Exercise data:
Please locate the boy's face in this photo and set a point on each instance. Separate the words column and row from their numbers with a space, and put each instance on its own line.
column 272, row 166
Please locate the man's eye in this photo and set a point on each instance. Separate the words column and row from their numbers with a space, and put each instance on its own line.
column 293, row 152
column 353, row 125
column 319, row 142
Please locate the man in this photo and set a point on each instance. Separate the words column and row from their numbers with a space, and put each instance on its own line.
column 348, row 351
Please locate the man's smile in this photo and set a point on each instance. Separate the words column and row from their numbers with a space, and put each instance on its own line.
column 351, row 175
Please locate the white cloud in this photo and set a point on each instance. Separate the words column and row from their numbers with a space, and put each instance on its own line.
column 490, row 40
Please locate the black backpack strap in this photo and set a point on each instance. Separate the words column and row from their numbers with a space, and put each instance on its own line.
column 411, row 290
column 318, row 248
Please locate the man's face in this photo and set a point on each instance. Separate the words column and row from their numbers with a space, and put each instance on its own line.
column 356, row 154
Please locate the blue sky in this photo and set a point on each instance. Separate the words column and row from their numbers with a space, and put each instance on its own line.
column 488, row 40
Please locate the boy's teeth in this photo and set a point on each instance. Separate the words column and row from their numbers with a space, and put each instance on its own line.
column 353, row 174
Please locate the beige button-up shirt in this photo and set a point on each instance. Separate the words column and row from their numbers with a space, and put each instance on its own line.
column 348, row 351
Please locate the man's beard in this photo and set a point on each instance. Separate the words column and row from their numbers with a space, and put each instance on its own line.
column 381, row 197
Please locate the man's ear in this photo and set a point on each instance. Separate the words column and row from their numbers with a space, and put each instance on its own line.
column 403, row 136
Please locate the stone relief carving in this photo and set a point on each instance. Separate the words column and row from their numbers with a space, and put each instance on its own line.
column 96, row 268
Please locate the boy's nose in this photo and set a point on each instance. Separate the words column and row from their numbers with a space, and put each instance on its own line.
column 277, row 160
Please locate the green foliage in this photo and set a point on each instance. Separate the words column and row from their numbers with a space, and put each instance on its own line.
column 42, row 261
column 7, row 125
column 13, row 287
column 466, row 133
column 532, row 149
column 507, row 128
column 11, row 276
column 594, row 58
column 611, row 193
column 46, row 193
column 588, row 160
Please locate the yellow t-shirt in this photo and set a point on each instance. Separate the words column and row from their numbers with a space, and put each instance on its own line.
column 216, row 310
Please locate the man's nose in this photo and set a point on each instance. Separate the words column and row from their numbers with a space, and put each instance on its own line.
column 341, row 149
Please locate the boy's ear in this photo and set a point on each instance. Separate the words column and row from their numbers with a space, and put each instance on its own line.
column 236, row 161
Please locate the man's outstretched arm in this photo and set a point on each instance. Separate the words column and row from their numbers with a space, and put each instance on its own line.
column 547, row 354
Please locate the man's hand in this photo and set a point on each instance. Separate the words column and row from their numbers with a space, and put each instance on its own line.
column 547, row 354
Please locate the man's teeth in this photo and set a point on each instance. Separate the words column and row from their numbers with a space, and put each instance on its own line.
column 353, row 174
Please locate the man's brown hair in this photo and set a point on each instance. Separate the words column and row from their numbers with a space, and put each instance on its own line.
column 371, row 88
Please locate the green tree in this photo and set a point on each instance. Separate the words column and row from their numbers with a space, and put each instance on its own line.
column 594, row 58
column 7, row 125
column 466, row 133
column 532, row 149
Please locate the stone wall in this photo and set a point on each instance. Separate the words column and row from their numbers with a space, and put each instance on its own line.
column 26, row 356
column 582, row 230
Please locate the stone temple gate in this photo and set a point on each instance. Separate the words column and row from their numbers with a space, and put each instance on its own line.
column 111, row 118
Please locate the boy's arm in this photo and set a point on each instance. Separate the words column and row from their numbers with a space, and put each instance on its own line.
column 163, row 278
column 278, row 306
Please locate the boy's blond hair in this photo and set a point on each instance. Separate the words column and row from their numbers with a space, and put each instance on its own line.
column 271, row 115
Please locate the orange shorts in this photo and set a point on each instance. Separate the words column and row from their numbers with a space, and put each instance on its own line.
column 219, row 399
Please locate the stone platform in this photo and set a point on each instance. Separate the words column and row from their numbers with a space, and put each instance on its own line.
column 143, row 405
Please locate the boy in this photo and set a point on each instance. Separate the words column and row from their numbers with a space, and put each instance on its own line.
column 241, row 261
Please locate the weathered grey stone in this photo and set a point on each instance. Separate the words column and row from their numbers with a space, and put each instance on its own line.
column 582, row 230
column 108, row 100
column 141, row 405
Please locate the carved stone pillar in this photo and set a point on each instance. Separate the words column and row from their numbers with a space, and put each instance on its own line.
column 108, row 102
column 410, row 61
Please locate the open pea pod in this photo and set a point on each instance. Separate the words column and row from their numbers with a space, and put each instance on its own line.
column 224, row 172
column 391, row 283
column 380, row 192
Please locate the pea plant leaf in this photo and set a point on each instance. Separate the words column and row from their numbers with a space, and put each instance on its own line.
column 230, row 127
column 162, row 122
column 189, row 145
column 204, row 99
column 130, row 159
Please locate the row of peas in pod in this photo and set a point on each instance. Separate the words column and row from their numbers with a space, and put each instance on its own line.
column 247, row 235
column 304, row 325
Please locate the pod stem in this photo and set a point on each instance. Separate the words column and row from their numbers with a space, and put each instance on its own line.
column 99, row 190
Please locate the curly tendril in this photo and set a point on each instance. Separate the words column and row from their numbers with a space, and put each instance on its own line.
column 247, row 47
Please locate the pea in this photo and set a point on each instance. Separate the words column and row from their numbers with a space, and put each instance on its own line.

What you have to do: Exactly as they appear above, copy out all the records.

Answer to this exercise:
Please locate the boy's face in this photo and set a point on each instance. Separate the words column and row from their numbers with a space, and put each instance on its own line.
column 272, row 166
Please locate the man's eye in this photo and set a point on each instance. Separate the words column and row from their numbers with a space, and put each instance on its own line.
column 293, row 152
column 353, row 125
column 319, row 142
Please locate the man in this photo and set a point on each instance. Separate the words column and row from their numbers with a space, and put each instance on its own line.
column 348, row 351
Please locate the man's smile in this photo and set a point on each instance. Separate the words column and row from their numbers with a space, and put each instance on its own line.
column 351, row 175
Please locate the white cloud in this photo and set a point on each instance. Separate the words column and row from their numbers with a space, and put each instance on its own line.
column 490, row 40
Please locate the black backpack strap in this photo and set a point on each instance. Separate the words column and row from their numbers with a space, and put each instance on its own line.
column 411, row 290
column 318, row 248
Please locate the man's face in this photo and set a point on each instance. Separate the words column and row from their numbers with a space, and put each instance on its own line.
column 356, row 154
Please locate the blue sky in this photo and set a point on each instance. Separate the words column and row from their numbers with a space, and put each instance on its own line.
column 488, row 40
Please locate the boy's teeth in this photo and set a point on each instance. Separate the words column and row from their numbers with a space, and put each instance on its own line.
column 353, row 174
Please locate the beige button-up shirt in this photo and set a point on each instance. Separate the words column and row from their numbers with a space, and put each instance on its own line.
column 348, row 351
Please locate the man's beard in this photo and set a point on each instance. Separate the words column and row from their numbers with a space, and put each instance on its own line.
column 381, row 197
Please locate the man's ear in this photo and set a point on each instance. Separate the words column and row from their numbers with a space, and put each instance on its own line.
column 403, row 136
Please locate the stone relief carving in this photo and set a point on each instance. Separate the words column and row from their numbers with a space, and put each instance on its own line.
column 96, row 268
Please locate the boy's nose in this photo and set a point on each instance. Separate the words column and row from their numbers with a space, and put each instance on its own line.
column 277, row 160
Please locate the green foliage in this photo and set a point on each instance. Separate the words column and row from their numbers with a space, and put each instance on its own line.
column 42, row 261
column 7, row 125
column 13, row 287
column 466, row 133
column 532, row 149
column 507, row 128
column 11, row 276
column 594, row 58
column 611, row 193
column 46, row 193
column 588, row 160
Please locate the yellow t-shirt in this photo and set a point on each instance. Separate the words column and row from their numbers with a space, and put each instance on its own line.
column 216, row 310
Please locate the man's nose in this photo and set a point on each instance. Separate the words column and row from their numbers with a space, and put each instance on its own line.
column 341, row 149
Please locate the boy's ear in this photo and set a point on each instance. Separate the words column and row from their numbers with a space, and put each instance on its own line.
column 236, row 161
Please locate the man's outstretched arm in this photo and set a point on each instance. Separate the words column and row from their numbers with a space, and put each instance on its own line.
column 547, row 354
Please locate the man's hand in this photo and set a point on each instance. Separate the words column and row from their numbers with a space, and put each instance on its own line.
column 547, row 354
Please locate the man's teeth in this photo and set a point on each instance. Separate the words column and row from their numbers with a space, and put each instance on its own line.
column 353, row 174
Please locate the man's brown hair in this photo and set a point on each instance. Separate the words column and row from their numbers with a space, and put each instance on its own line.
column 371, row 88
Please locate the green tree in this photo and set a point on each instance. Separate the words column and row from their numbers with a space, and put each instance on its own line.
column 594, row 58
column 7, row 125
column 466, row 133
column 532, row 149
Please locate the stone wall in this photo and set a point on each instance. Separate the words column and row from their numbers with a space, and put each instance on its own line.
column 26, row 356
column 582, row 230
Please locate the stone temple gate in this photo and set a point on each instance. Separate the words column and row from their numbers with a space, and put each instance on its own line.
column 111, row 118
Please locate the boy's arm in this photo and set a point on each instance. Separate the words column and row from their numbers with a space, and put each instance on its own line.
column 163, row 278
column 278, row 306
Please locate the boy's blond hair in this photo and set a point on each instance. Separate the words column and row from their numbers with a space, and put each instance on its own line.
column 271, row 115
Please locate the orange shorts in this photo and set a point on each instance. Separate the words column and row from their numbers with a space, and put each instance on its own line.
column 219, row 399
Please locate the stone platform in this photo and set a point on each instance. Separate the words column and row from their numbers with a space, and put each instance on its own line.
column 143, row 405
Please locate the boy in this photo and set a point on each instance. Separate the words column and row from their numbers with a space, and put each instance on its own line.
column 241, row 261
Please locate the weathered grey stone in this photo and set a point on each instance. Separate the words column and row from their numbers with a space, and put each instance on its own line.
column 582, row 230
column 108, row 100
column 141, row 405
Please locate the carved stone pillar in this photo and set a point on each instance. Separate the words column and row from their numbers with a space, and put each instance on its own line.
column 108, row 102
column 410, row 61
Please locate the open pea pod in this photo and set a point on each instance. Separate the words column and row from their numbers with a space, and put each instance on its own line.
column 224, row 172
column 391, row 283
column 380, row 192
Please locate the pea plant leaf in this photo and set a point on each instance. Separate the words column and row from their numbers with a space, and put each instance on its own line.
column 230, row 127
column 162, row 122
column 189, row 145
column 204, row 99
column 130, row 159
Please locate the row of peas in pod in this photo and set a point on each instance. Separate the words column and row from their numbers with a space, and put each instance on its own line.
column 247, row 235
column 304, row 325
Please locate the pod stem in this photo and set a point on each instance. Separate the words column and row from their numbers with a space, and put each instance on its own line.
column 99, row 190
Please locate the curly tendril in this photo and set a point on each instance. Separate the words column and row from their numbers with a space, and put each instance on its own line.
column 247, row 47
Please locate the pea in this photo and set a point on each instance. Separate the words column and row from their numbers with a space, and put each instance on its own line.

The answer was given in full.